[START Selected passage]

On Friday nights, I get a little homesick.
For the past seven or so years, every week we gathered at my sister-in-law’s house for dinner with her husband and children. At 6:00 every evening we’d walk in the door and be greeted with gigantic hugs and shouts of joy.
We’d place our offering for the meal – of warm garlicky bread or some other carb-loaded treat on the table – and we’d all sit down to dig in.
We’d fight over who got to sit by whom.
We’d tell stories and giggle.
And the kids were always so proud of what they helped to make for the meal.
The family dinner table is one of the most powerful analogues we have for what it means to be the people of God. As we gather around the communion table each week, we gather with familiar faces for a familiar taste of grace. We sing those same old songs and we feel warm and comfortable and welcome.
Some of my most powerful experiences of communion were in intimate and small groups of people.
My call to ministry was found around a table in the tiny basement chapel at Simpson College where we began sharing weekly communion. As we broke bread around a circular table, we looked into one another’s faces. You could feel the love and grace and peace of God.
The bread at that table was lovingly baked every week by Patty LaGree – whose husband Kevin is a United Methodist pastor and at that time was the President of Simpson College. It was nutty and sweet and hearty and crumbled a little bit in your fingers.
Far from home, that community that broke bread together became a family. An intimate, holy, close-knit family.
I’m sure that’s the kind of experience the disciples were hoping for in our scripture this morning.
Their friend, their colleague, John the Baptist had been executed. And in his grief, Jesus got in a boat and needed to get away and have some alone time. He had planned to spend time in prayer and mourning, just him and God.

[END Selected passage]
[START Given records]

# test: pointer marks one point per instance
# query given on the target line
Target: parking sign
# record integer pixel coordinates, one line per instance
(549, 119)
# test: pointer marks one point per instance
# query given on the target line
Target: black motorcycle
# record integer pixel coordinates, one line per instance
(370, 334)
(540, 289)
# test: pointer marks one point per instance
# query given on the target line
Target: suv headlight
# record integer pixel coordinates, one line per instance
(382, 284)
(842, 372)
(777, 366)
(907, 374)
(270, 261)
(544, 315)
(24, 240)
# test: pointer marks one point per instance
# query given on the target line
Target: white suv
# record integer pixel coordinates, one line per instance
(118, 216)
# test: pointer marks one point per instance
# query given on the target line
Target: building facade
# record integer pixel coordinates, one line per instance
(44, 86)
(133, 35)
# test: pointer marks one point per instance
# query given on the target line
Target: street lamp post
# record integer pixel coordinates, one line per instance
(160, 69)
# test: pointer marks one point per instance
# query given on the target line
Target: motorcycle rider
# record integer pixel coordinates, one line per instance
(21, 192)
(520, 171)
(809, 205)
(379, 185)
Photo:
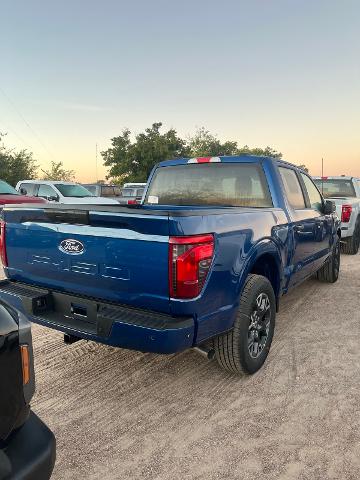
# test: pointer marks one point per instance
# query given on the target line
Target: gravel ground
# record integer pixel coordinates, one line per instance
(119, 414)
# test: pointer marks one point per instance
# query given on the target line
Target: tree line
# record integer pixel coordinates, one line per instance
(129, 158)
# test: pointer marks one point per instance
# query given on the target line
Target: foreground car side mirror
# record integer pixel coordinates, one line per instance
(329, 207)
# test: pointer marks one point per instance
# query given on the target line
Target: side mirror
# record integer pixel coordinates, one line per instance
(329, 207)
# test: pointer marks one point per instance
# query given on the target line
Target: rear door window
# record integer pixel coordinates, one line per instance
(292, 187)
(313, 193)
(222, 184)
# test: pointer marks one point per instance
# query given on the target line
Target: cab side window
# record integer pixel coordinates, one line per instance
(316, 201)
(293, 189)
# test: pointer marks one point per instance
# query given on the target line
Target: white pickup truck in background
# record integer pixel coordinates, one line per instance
(345, 192)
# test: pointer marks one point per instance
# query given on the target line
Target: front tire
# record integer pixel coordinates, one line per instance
(244, 349)
(329, 272)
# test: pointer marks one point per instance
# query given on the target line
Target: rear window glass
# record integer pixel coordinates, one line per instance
(91, 188)
(7, 189)
(73, 190)
(128, 192)
(107, 191)
(292, 188)
(336, 188)
(228, 184)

[END Given records]

> **Requests**
A. In the sermon, swap "Simpson College" for "the college" and reproduce the part that opens with the words containing "Some of my most" and closes with "scripture this morning.".
B. According to the sermon, who baked the bread for the weekly communion in the basement chapel?
C. Write the next part of the sermon, picking up after its final sentence.

> **Replies**
A.
Some of my most powerful experiences of communion were in intimate and small groups of people.
My call to ministry was found around a table in the tiny basement chapel at the college where we began sharing weekly communion. As we broke bread around a circular table, we looked into one another’s faces. You could feel the love and grace and peace of God.
The bread at that table was lovingly baked every week by Patty LaGree – whose husband Kevin is a United Methodist pastor and at that time was the President of the college. It was nutty and sweet and hearty and crumbled a little bit in your fingers.
Far from home, that community that broke bread together became a family. An intimate, holy, close-knit family.
I’m sure that’s the kind of experience the disciples were hoping for in our scripture this morning.

B. Patty LaGree baked it every week.

C.
The disciples took the long way and planned to catch up with him that night and have their own time of retreat. A time like many of us seek here on Sunday mornings. A couple of hours to regroup and get spiritually renewed so we can head back out into the hustle and bustle.
And they brought just enough food for their little group. They wanted to break bread together as their intimate, close-knit family.
But when the disciples get to that meeting place, they found thousands of people all pressed into the valley listening to Jesus’ words and waiting to be healed.
You see, as soon as Jesus had stepped off of his boat, the people flocked to him.
He had needed time to be alone and pray, but the people needed him more.
The scriptures say he “had compassion for them,” but those words don’t quite do justice. In greek, the word is “splanchnizomai” (splank-nid-zo-my) which means he felt for them in his gut. He ached with and for these people.
Max Lucado wrote, “once he felt their hurts, he couldn’t help but heal their hurts… He was so moved by the people’s [needs] that he put his [needs] on the back burner.” (The Eye of the Storm)
All day this goes on, Jesus healing and teaching and praying, and then the disciples show up. They brought a little basket of food for their quiet family dinner…. The bread they were hoping to share with one another and they urge Jesus to send the people back to the villages so they can find food.
They want their time with Jesus.
But Jesus, still aware of the people’s hurt and hunger cannot send them away…
“You feed them,” he tells the disciples, “Give them something to eat.”
Just like the disciples were invited to offer up their five loaves and two fishes, we bring this bread and this cup to the table. These elements aren’t here by a miracle, but people from our church have faithfully offered them up to God.
I once worshipped and shared communion with a church in Nashville called Edgehill UMC. They call themselves “the church on the edge” because they straddle the border between extreme wealth and poverty… with Music Row on one side of their block and hungry people on the other.
Much like Trinity/Las Americas here in Des Moines, Edgehill is a church of great diversity… with persons of all sorts of different ethnicities, educations, ages, and orientations gathered in their church. As nearly one hundred people gathered for worship that morning, communion time came and everyone stood up and formed a circle around the sanctuary.
Their sanctuary is flexible space and so during the week, tables are set up for their after school tutoring and meal program and their Free Store.
As we gathered to break bread, we formed that circle, and we were able to look into one anothers faces across the church. We talked about all of those who would be fed in that space this week. We asked God to bless the community garden this church started. We prayed for those who were hungry and were not gathered in the circle this morning. And then, we each received and gave communion.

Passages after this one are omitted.